- _Items_
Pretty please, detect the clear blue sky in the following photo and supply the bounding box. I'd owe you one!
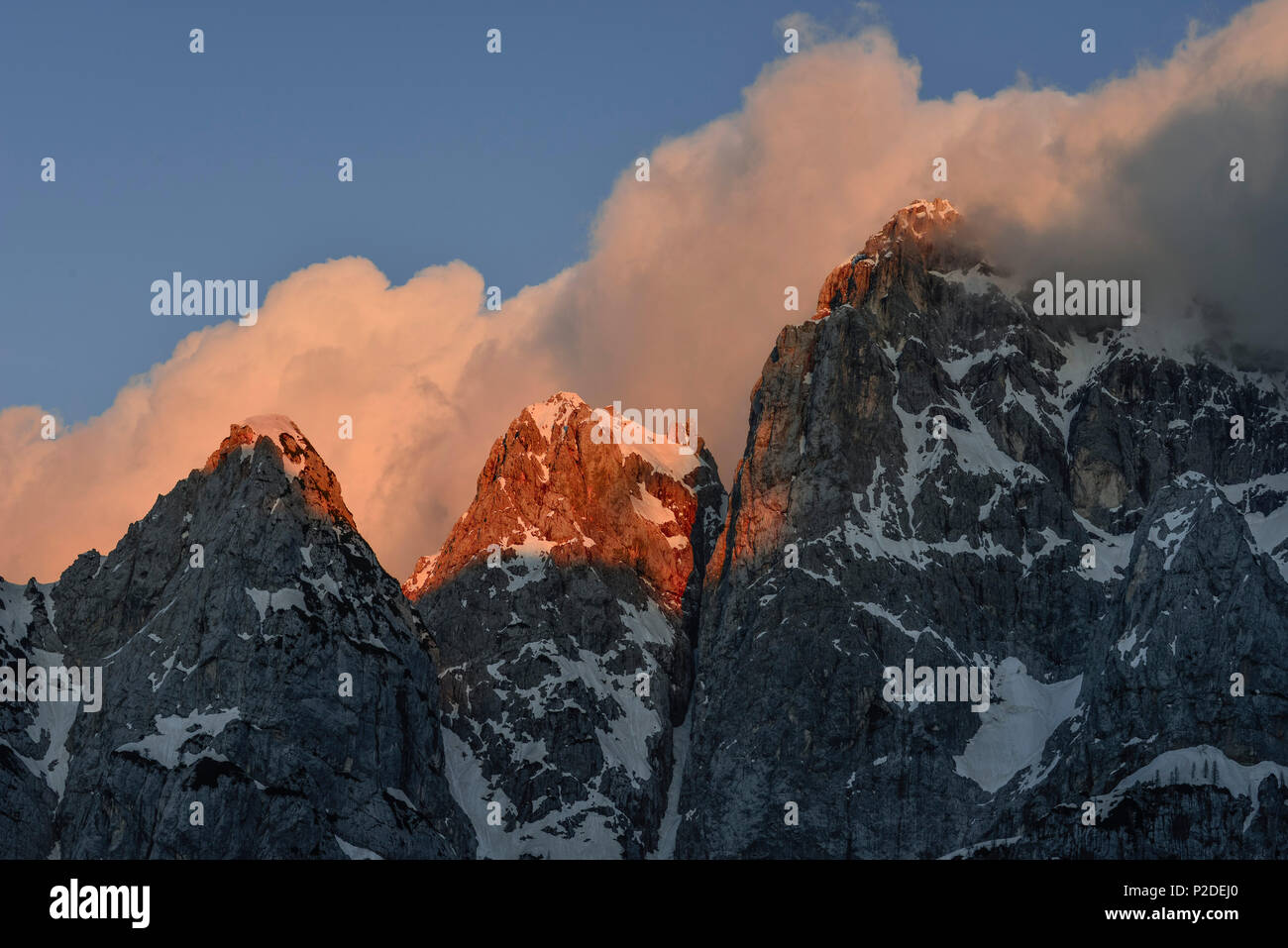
[0,0,1244,421]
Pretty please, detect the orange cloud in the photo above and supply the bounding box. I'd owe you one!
[0,0,1288,580]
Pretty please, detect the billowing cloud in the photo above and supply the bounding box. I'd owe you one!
[0,0,1288,580]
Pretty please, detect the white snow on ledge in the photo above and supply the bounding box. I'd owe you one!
[116,707,241,771]
[331,833,383,859]
[953,658,1082,793]
[1095,745,1288,832]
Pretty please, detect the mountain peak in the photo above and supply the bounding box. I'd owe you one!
[202,415,357,529]
[403,391,722,608]
[814,197,962,319]
[519,391,590,442]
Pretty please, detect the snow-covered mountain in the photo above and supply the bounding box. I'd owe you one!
[0,200,1288,858]
[403,391,724,858]
[679,201,1288,858]
[0,416,474,858]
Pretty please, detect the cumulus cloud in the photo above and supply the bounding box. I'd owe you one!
[0,0,1288,579]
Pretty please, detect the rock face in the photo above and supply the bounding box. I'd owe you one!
[0,200,1288,858]
[0,416,474,858]
[403,393,724,858]
[678,201,1288,858]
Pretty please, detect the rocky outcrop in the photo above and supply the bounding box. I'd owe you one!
[403,393,724,858]
[8,416,474,858]
[678,202,1288,858]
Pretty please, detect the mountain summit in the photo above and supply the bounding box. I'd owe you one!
[403,391,724,858]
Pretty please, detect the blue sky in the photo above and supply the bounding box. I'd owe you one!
[0,0,1244,421]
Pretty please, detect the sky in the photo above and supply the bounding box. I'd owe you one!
[0,0,1241,422]
[0,0,1288,580]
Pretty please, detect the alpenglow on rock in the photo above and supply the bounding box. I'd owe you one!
[0,416,476,858]
[404,391,724,858]
[678,200,1288,858]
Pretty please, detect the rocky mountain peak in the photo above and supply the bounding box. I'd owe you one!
[814,197,962,319]
[202,415,357,529]
[403,391,722,609]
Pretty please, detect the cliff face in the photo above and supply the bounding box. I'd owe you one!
[679,201,1288,857]
[403,393,724,857]
[7,416,474,858]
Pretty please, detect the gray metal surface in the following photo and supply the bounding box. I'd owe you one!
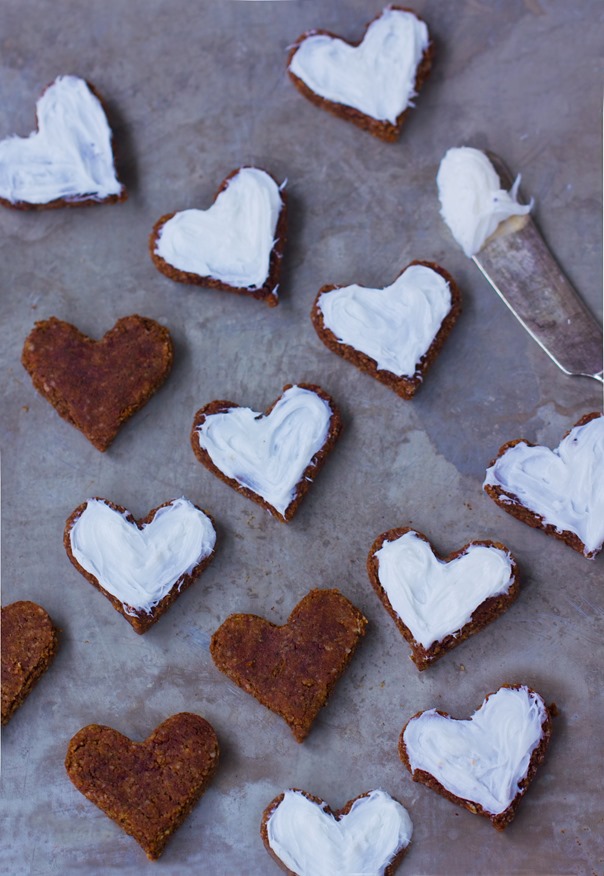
[0,0,604,876]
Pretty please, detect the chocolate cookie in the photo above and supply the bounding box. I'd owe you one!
[65,712,219,860]
[210,590,367,742]
[21,315,173,451]
[0,601,57,724]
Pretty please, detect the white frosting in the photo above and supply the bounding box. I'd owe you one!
[375,531,512,648]
[318,265,451,377]
[0,76,122,204]
[484,416,604,554]
[403,687,546,815]
[289,7,430,124]
[155,167,283,289]
[197,386,332,514]
[266,791,413,876]
[69,498,216,614]
[436,146,532,258]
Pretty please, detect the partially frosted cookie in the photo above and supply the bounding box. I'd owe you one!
[399,685,551,830]
[311,261,461,399]
[483,411,604,558]
[260,788,413,876]
[288,6,434,142]
[63,498,216,634]
[149,167,287,307]
[367,527,519,669]
[0,76,126,210]
[191,383,341,523]
[436,146,532,258]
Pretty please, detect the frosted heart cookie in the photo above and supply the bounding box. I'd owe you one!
[0,76,126,210]
[483,412,604,558]
[191,383,342,523]
[149,167,287,307]
[210,590,367,742]
[65,712,219,861]
[399,685,551,830]
[0,601,57,724]
[260,788,413,876]
[367,527,519,669]
[21,314,173,451]
[63,498,216,633]
[287,6,434,142]
[311,261,461,399]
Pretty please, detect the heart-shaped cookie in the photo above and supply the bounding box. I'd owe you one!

- _What is being asked_
Scale the listing lines starting at the one containing "Pretty please, detect the alpenglow" and ending at the one containing "[7,416,474,858]", and give only those lines again with each request unchanged. Multiply every bounding-box coordinate by 1.1 and round to whole numbers, with halves rounded up.

- _Solution for this problem_
Pretty please, detect the alpenglow on rock in the photo above and supply the bounding box. I'd owe you one!
[0,458,524,944]
[444,430,796,944]
[746,220,1417,944]
Pretty please, detect the rocky mountain peak in the photo above and supply the bounding box. I'd owe you one!
[895,217,1058,351]
[222,457,393,582]
[443,430,794,670]
Pretty please, detect the cliff face in the photo above and supply the bounding box. I'd owe you one!
[747,221,1417,943]
[443,432,796,943]
[8,458,521,944]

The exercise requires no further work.